▶ Your task: Return verbatim the passage of the article on lesser-known sites in Iran between "The mud volcano is" and "and going downward.", inclusive.

▶ Text shown:
+ + + +

All people like traveling to exciting places. While this idea often make us think of costly journeys to exotic destinations like the heart of African forests, there are some wonderful, less discovered spots in Iran.
Here are some of these sites, as reported by ISNA in Farsi:
Valley of Genies in Tabas
There is an astonishing valley in South Khorasan Province, eastern Iran, which is believed to be the residence of genies because of its unusual look. There are tunnels and houses called “Khaneh-Gabrha” (house of Zoroastrians) in the walls of this valley which had been used as lodgments by Zoroastrian people in old times. It is said that they date back to Sassanid Empire.
This valley, which is located 30km away from the city of Tabas, can be dangerous to visit without guidance because of its long, steep walls. Local people, who call it “Kal Jenni” (the valley of genies), can be your guide during your journey.
Stony Garden of Sirjan
Bagh-e Sangi [Stony Garden] is a tourist attraction in Sirjan, Kerman Province, in southern Iran. “Darvish Khan Esfandiarpour, the owner of this garden located about 40km of Sirjan, was a deaf and mute man who lived there with his family and made a living out of gardening and shepherding.
After the Iranian land reform in 1963, he left gardening in protest at the loss of his lands until all trees in his garden (the parts remained after the distribution of lands) died. Then he hung stony fruits on the branches of fruit trees and used to take care of them like real fruits.
Esfandiarpour died in 2007 at the age of 90, and was buried in his garden. His stony garden is still alive, though, and is visited by many people.
Mud Volcano of Chabahar
The mud volcano of Bandar-e Tang, 100km away from Chabahar, southeastern Iran, is surrounded by the mud that boils and comes out of it, and a homochromatic desert. At the top of the mountain, there is a mud-covered hole less than one metre wide and about half a meter deep. Every 10 to 15 minutes, some mud comes out of the hole, sounding like the burst of a bubble, and scatters around. The formation of mountain has been probably due to the activity of mud volcano over the years.
The mud volcano is a natural phenomenon in which mud and slurries come out of layers beneath the earth surface, boil in the shape of spring and form mounds.
Time Spring of Lorestan
The spring of “Vaght-e Sa’at” (the time) in Doroud, Lorestan Province in Western Iran, is called so because its water flows and stops flowing naturally at certain intervals from 45 to 90 minutes. This continues throughout the year.
This spring is located in a cave that makes it more attractive. The water of this spring flows through the cave before reaching the skirts of Periz Mount and going downward.

+ + + +

Stored entries
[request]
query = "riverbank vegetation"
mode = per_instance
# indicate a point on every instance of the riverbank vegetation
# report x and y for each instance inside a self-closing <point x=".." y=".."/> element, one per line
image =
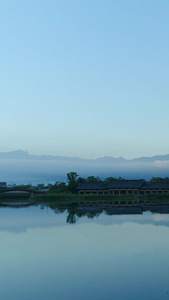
<point x="64" y="193"/>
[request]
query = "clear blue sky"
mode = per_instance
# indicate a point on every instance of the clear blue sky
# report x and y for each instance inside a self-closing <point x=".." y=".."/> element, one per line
<point x="84" y="78"/>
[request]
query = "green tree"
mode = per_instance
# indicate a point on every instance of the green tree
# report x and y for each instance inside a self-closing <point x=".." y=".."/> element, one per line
<point x="72" y="181"/>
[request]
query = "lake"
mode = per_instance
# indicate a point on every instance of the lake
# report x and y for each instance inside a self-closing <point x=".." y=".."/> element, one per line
<point x="48" y="254"/>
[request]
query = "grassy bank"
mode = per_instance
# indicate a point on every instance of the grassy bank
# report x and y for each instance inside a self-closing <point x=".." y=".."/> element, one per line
<point x="70" y="199"/>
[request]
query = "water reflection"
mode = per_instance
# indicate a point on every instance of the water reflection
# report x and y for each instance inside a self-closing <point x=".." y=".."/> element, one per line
<point x="71" y="254"/>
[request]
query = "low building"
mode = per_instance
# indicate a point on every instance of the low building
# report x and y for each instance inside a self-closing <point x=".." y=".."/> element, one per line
<point x="124" y="187"/>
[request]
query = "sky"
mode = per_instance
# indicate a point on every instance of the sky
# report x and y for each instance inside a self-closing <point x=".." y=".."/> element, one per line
<point x="84" y="78"/>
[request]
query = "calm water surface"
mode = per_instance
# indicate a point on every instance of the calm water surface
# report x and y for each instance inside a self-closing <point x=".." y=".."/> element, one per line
<point x="105" y="257"/>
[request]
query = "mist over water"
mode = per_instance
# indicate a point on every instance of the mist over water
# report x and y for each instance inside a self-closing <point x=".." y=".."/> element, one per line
<point x="46" y="171"/>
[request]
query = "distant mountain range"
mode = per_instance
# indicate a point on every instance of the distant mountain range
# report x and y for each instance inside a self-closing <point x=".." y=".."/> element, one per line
<point x="24" y="155"/>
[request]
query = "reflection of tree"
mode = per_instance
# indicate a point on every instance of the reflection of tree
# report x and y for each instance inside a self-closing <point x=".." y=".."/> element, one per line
<point x="71" y="218"/>
<point x="91" y="214"/>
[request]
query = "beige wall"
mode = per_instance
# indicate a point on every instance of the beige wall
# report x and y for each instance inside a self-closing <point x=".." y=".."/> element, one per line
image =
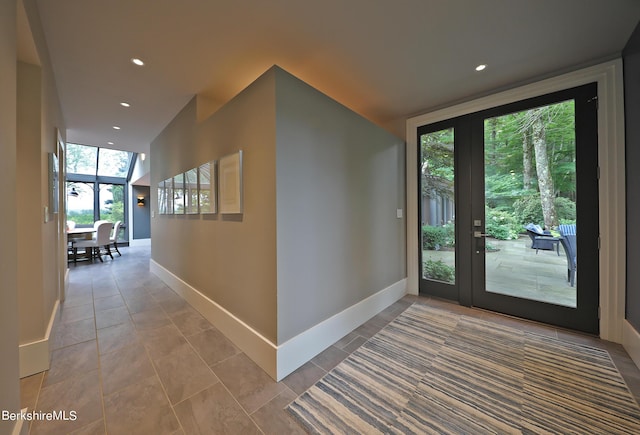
<point x="231" y="259"/>
<point x="319" y="232"/>
<point x="9" y="385"/>
<point x="30" y="212"/>
<point x="340" y="182"/>
<point x="40" y="254"/>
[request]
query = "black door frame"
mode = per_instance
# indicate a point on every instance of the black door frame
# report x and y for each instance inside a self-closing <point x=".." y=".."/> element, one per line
<point x="469" y="161"/>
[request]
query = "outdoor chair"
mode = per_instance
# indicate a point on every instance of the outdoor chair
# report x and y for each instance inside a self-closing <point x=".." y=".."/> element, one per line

+ + + +

▶ Response:
The mud volcano is a natural phenomenon in which mud and slurries come out of layers beneath the earth surface, boil in the shape of spring and form mounds.
Time Spring of Lorestan
The spring of “Vaght-e Sa’at” (the time) in Doroud, Lorestan Province in Western Iran, is called so because its water flows and stops flowing naturally at certain intervals from 45 to 90 minutes. This continues throughout the year.
This spring is located in a cave that makes it more attractive. The water of this spring flows through the cave before reaching the skirts of Periz Mount and going downward.